Explore the material =>
1. In the article on the Bowden sign appeal, rewrite the passage from "The court also" up to and including "says it is.", changing "town staff" to "municipal staff".
2. Write the next few sentences of the article on the appeal over the Bowden protest sign, picking up after its final sentence.

Text section =>
☆ ☆ ☆ ☆ ☆

A three-judge panel for the U.S. Fourth Circuit Court of Appeals on Sept. 21 heard arguments from the town and the estate of the late Bowden, who said the town had no right to restrict the size of the florescent protest message he put on his Maynard Road house.
The Bowden estate won the 2009 lawsuit’s round in district court, when a judge ruled in 2010 that the town had discriminated against the sign based on its content.
But the panel of appeals judges this month nibbled away at the plaintiff’s argument against the size restrictions.
“If we take your argument, though, aren’t we … essentially saying that each house is a billboard for protest signs, and that you could just drive down the street, just every house having something painted that they wanted everybody to see, and nobody could do anything?” asked Judge Max Cogburn, a University of North Carolina graduate, in an audio recording. “… The town’s totally powerless to stop it, based on size, color, anything else?”
Mark Sigmon, the Bowden estate’s attorney, said the right to political speech without restriction should be protected, especially on private property.
But that argument, Judge Paul Niemeyer interjected, seems “inconsistent with the whole scheme of towns having the ability to regulate the aesthetics of the town,” which has been upheld in many previous cases, according to the judge.
The court also questioned the plaintiff’s claim that the town had judged against Bowden’s message based on its content. Bowden’s estate argues that because the town doesn’t place restrictions on public art or holiday decorations, it implicitly judged Bowden’s sign not to be art or a decoration – which amounts to a forbidden “content-based” judgment by the government, the lawsuit claims.
But Bowden never claimed to town staff that his sign was art, the judges said, though his estate now says it is.

☆ ☆ ☆ ☆ ☆

Extracted material =>

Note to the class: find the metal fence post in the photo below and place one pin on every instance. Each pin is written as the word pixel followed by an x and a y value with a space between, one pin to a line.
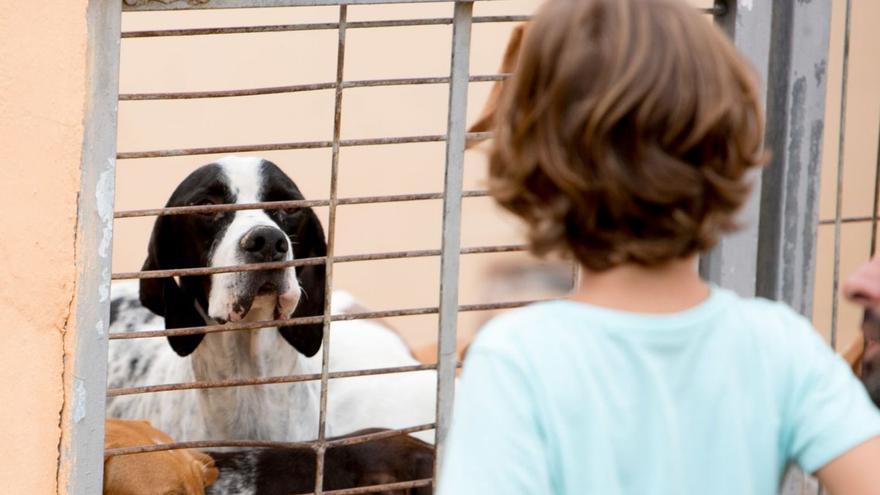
pixel 82 450
pixel 795 123
pixel 733 262
pixel 446 352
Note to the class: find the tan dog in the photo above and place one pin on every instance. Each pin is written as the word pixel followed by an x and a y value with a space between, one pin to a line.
pixel 178 472
pixel 486 119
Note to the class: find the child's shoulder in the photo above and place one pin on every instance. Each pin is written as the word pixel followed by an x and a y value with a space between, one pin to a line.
pixel 522 327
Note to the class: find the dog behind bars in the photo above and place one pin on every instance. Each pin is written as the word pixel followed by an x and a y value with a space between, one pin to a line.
pixel 287 411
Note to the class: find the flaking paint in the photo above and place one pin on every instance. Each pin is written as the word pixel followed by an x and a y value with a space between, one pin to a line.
pixel 42 83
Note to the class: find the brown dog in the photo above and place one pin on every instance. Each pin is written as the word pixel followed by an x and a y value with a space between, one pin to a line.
pixel 183 472
pixel 486 119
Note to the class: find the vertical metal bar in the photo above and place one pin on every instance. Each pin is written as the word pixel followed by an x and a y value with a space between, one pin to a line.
pixel 82 449
pixel 790 184
pixel 838 203
pixel 733 262
pixel 876 204
pixel 795 125
pixel 331 245
pixel 449 258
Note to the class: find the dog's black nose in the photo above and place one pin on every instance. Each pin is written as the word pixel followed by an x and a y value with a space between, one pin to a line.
pixel 264 243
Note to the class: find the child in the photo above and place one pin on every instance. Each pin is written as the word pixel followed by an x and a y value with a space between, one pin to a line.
pixel 625 139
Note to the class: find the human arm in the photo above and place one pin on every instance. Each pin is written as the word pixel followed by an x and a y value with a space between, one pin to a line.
pixel 855 472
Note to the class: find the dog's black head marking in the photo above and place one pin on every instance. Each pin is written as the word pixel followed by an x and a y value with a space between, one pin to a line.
pixel 219 239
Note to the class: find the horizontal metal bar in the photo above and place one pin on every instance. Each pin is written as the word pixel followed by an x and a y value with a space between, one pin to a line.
pixel 211 444
pixel 299 145
pixel 278 205
pixel 319 26
pixel 306 320
pixel 832 221
pixel 152 5
pixel 318 260
pixel 272 380
pixel 385 488
pixel 298 88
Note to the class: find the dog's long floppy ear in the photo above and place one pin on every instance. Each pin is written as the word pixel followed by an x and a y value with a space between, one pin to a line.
pixel 486 119
pixel 164 297
pixel 307 237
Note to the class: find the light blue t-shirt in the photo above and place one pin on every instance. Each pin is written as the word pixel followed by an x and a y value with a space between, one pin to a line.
pixel 565 398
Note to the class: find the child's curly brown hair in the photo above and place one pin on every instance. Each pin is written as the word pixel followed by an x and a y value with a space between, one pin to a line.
pixel 626 132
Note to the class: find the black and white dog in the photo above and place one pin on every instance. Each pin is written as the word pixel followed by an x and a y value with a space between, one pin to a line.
pixel 272 412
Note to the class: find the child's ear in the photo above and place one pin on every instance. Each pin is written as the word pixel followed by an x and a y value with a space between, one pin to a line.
pixel 486 119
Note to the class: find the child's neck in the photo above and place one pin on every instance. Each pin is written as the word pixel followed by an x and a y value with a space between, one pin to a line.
pixel 670 288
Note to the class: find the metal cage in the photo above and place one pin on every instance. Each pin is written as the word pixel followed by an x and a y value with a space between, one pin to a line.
pixel 774 256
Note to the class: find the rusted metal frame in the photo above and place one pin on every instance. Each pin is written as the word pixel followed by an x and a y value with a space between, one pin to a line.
pixel 277 205
pixel 838 203
pixel 254 325
pixel 451 243
pixel 874 218
pixel 795 125
pixel 797 81
pixel 300 145
pixel 732 263
pixel 277 265
pixel 210 444
pixel 331 244
pixel 320 26
pixel 80 462
pixel 400 485
pixel 299 88
pixel 148 5
pixel 270 380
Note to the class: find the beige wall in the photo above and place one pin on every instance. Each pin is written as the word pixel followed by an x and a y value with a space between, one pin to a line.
pixel 859 163
pixel 42 98
pixel 231 61
pixel 215 62
pixel 42 83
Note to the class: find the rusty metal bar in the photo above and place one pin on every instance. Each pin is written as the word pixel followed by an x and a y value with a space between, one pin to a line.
pixel 833 221
pixel 320 26
pixel 210 444
pixel 331 244
pixel 876 205
pixel 299 88
pixel 255 325
pixel 275 265
pixel 269 380
pixel 385 488
pixel 277 205
pixel 299 145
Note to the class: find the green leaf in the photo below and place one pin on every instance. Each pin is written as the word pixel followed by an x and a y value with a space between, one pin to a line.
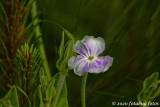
pixel 62 63
pixel 51 91
pixel 62 101
pixel 150 89
pixel 61 50
pixel 38 99
pixel 25 95
pixel 11 98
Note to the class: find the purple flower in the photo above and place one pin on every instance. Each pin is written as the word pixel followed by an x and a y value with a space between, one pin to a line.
pixel 88 61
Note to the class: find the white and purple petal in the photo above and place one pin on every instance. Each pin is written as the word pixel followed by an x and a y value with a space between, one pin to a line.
pixel 80 48
pixel 95 46
pixel 100 64
pixel 81 68
pixel 75 60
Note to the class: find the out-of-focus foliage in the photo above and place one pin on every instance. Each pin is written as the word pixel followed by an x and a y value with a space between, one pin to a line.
pixel 11 99
pixel 150 89
pixel 131 31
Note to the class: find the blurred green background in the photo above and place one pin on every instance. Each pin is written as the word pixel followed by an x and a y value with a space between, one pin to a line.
pixel 131 29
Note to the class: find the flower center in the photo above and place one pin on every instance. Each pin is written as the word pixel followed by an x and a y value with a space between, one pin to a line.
pixel 90 58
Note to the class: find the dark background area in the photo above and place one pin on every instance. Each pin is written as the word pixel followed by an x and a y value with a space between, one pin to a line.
pixel 131 29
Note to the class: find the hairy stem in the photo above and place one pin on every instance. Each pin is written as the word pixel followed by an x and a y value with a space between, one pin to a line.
pixel 38 34
pixel 83 86
pixel 59 87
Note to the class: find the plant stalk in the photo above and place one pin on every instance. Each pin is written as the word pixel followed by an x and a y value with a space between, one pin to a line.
pixel 83 86
pixel 38 34
pixel 59 87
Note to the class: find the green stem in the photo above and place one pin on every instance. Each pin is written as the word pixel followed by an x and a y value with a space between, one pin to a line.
pixel 83 86
pixel 59 87
pixel 38 34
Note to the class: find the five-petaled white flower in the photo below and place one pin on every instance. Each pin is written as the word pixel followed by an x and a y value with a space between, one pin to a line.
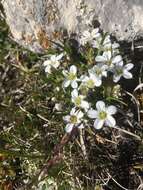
pixel 73 120
pixel 79 101
pixel 88 36
pixel 90 81
pixel 121 70
pixel 99 70
pixel 103 115
pixel 70 77
pixel 53 61
pixel 108 59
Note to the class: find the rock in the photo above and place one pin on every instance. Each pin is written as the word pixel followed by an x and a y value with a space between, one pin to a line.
pixel 34 22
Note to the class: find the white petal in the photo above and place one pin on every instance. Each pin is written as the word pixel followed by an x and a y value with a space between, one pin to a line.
pixel 56 64
pixel 98 82
pixel 116 78
pixel 95 44
pixel 69 128
pixel 115 45
pixel 107 39
pixel 127 74
pixel 111 110
pixel 80 114
pixel 81 126
pixel 74 93
pixel 59 57
pixel 92 114
pixel 107 54
pixel 110 121
pixel 129 66
pixel 73 111
pixel 66 118
pixel 98 124
pixel 100 58
pixel 66 83
pixel 86 33
pixel 65 73
pixel 117 59
pixel 100 105
pixel 95 31
pixel 73 69
pixel 85 104
pixel 74 84
pixel 53 58
pixel 47 62
pixel 48 69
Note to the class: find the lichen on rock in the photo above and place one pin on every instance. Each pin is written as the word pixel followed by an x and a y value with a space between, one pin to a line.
pixel 27 18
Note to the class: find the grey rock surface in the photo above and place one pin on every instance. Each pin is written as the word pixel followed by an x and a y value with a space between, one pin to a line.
pixel 34 22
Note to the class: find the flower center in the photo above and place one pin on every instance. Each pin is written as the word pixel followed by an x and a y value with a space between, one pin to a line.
pixel 102 115
pixel 73 119
pixel 98 71
pixel 90 83
pixel 71 76
pixel 78 101
pixel 119 71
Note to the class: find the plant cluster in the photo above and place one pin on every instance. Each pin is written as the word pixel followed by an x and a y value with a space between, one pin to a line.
pixel 85 82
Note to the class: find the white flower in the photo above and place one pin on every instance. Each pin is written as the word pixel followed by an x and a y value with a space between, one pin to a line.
pixel 58 107
pixel 73 120
pixel 79 101
pixel 88 36
pixel 53 61
pixel 71 77
pixel 121 70
pixel 101 44
pixel 90 81
pixel 107 58
pixel 103 115
pixel 99 70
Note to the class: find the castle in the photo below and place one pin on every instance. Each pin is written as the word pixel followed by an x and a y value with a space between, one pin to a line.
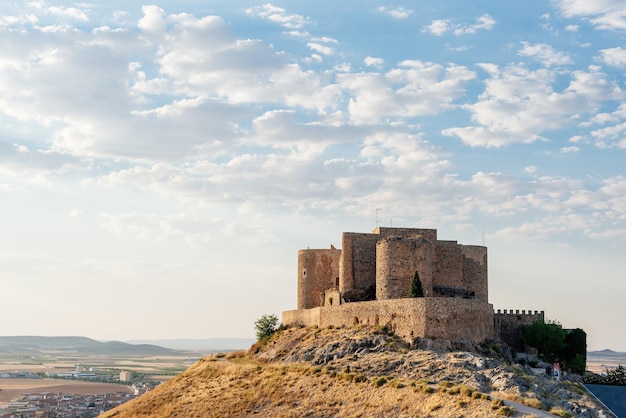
pixel 368 281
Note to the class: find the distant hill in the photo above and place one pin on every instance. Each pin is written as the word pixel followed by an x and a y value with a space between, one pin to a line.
pixel 606 353
pixel 33 345
pixel 206 345
pixel 362 371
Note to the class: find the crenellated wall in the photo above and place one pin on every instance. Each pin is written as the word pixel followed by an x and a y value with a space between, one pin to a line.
pixel 397 260
pixel 368 282
pixel 409 318
pixel 318 270
pixel 509 326
pixel 358 261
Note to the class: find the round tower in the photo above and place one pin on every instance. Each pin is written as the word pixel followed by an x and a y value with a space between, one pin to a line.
pixel 318 270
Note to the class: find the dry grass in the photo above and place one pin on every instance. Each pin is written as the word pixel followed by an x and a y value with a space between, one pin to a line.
pixel 243 386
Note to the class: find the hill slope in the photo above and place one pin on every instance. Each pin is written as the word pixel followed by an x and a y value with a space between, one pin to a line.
pixel 312 372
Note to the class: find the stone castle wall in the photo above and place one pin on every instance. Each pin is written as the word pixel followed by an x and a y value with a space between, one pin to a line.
pixel 318 270
pixel 509 325
pixel 408 318
pixel 397 260
pixel 358 261
pixel 475 271
pixel 368 281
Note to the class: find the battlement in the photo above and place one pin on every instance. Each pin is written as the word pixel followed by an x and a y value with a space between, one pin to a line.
pixel 368 281
pixel 517 312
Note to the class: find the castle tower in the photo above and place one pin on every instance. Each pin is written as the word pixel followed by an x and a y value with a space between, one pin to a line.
pixel 397 260
pixel 318 270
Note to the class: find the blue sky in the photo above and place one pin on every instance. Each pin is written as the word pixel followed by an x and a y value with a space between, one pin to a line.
pixel 161 163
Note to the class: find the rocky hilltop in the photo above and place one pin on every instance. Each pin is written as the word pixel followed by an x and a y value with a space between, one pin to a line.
pixel 361 372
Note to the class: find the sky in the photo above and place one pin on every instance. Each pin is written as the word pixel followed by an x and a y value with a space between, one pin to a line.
pixel 162 163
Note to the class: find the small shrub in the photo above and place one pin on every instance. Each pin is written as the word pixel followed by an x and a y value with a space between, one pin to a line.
pixel 359 378
pixel 424 389
pixel 497 403
pixel 466 390
pixel 561 413
pixel 265 326
pixel 534 403
pixel 506 411
pixel 434 407
pixel 461 403
pixel 396 384
pixel 454 390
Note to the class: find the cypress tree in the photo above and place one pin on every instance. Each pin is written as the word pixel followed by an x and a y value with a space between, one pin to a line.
pixel 416 290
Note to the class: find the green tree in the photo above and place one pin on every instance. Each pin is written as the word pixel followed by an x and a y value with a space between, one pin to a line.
pixel 547 337
pixel 265 326
pixel 416 290
pixel 575 351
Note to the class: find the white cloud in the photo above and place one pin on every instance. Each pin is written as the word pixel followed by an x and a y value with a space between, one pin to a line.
pixel 397 13
pixel 606 14
pixel 437 27
pixel 414 88
pixel 519 105
pixel 322 49
pixel 615 57
pixel 71 12
pixel 278 15
pixel 545 54
pixel 373 62
pixel 442 26
pixel 485 22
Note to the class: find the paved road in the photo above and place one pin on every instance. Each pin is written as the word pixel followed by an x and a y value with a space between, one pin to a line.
pixel 613 397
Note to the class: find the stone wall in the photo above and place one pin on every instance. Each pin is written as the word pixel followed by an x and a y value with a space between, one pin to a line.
pixel 409 318
pixel 397 260
pixel 358 261
pixel 475 271
pixel 448 263
pixel 318 270
pixel 509 325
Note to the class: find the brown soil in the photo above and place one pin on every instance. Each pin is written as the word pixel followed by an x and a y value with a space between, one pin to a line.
pixel 314 372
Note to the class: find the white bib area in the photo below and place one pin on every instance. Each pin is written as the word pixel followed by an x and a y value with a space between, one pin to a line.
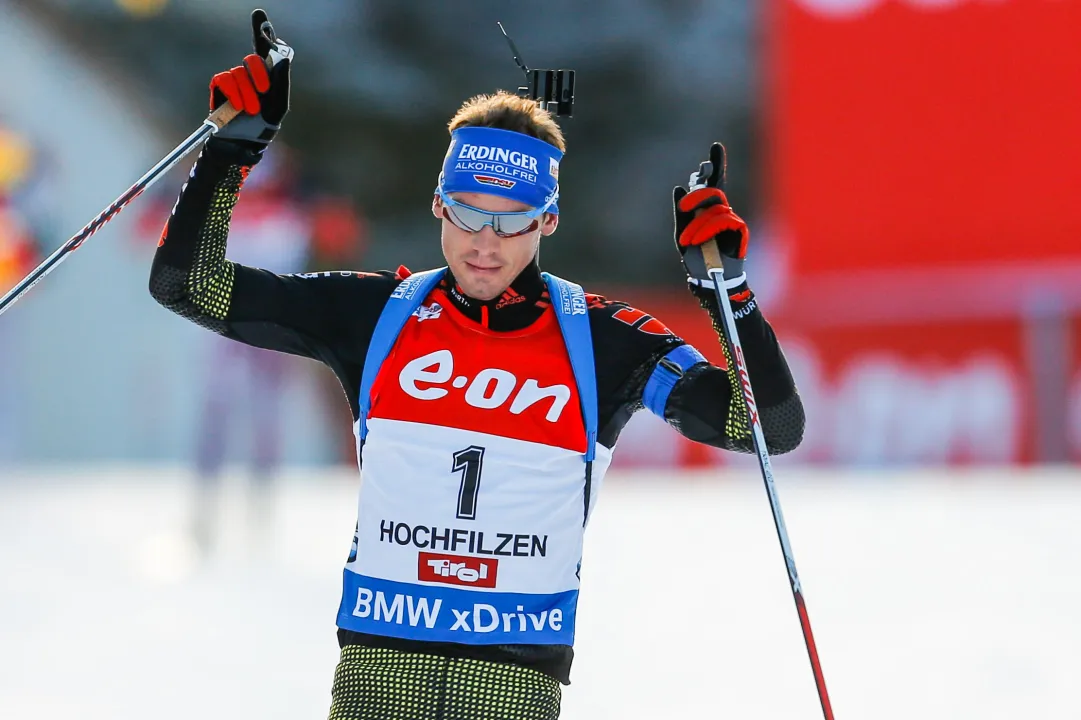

☆ ☆ ☆ ☆ ☆

Solved tasks =>
1.
The court also questioned the plaintiff’s claim that the town had judged against Bowden’s message based on its content. Bowden’s estate argues that because the town doesn’t place restrictions on public art or holiday decorations, it implicitly judged Bowden’s sign not to be art or a decoration – which amounts to a forbidden “content-based” judgment by the government, the lawsuit claims.
But Bowden never claimed to municipal staff that his sign was art, the judges said, though his estate now says it is.

2.
“He was upset with the town because of the way they treated him” when he claimed runoff from a town project had damaged his home, Niemeyer said. “That’s just an old political protest, isn’t it? You’re not talking about making a decision based on that. It clearly violated the size” restriction.
Earlier in the hearing, Niemeyer said that Bowden didn’t seem to have the legal right to challenge the art and holiday portions of the ordinance – only the size restriction that he violated.
Even so, Sigmon responded, shouldn’t the right to political speech outweigh the aesthetic and traffic-safety concerns that the town says underpin its sign laws?
“You certainly give creedence to aesthetics … but they need to be a little more substantial in the case of core political speech,” he said.
And the amount of attention the sign has received, he said, only proves that the sign restriction was squelching Bowden’s message.
“The point of this case is, it worked,” the attorney said.
Bowden died in June 2011 while suffering lung cancer, and his house has since been painted over, sold and repaired, but the case’s ruling still will matter when it arrives, likely within three to six months.
If the ruling stands in favor of Bowden’s estate, the town likely would pay the estate’s court bills, along with $1 in nominal damages – and the local government could be forced to rewrite its sign laws.
If the town succeeds, it will find some redemption in a story that drew national attention, though it won’t get any of its legal fees back. The town has spent about $282,000 covering the case, but expects insurance to cover most of the bills beyond a $75,000 deductible.
Either way, it may be the end of the line. The only court above the Court of Appeals is the U.S. Supreme Court.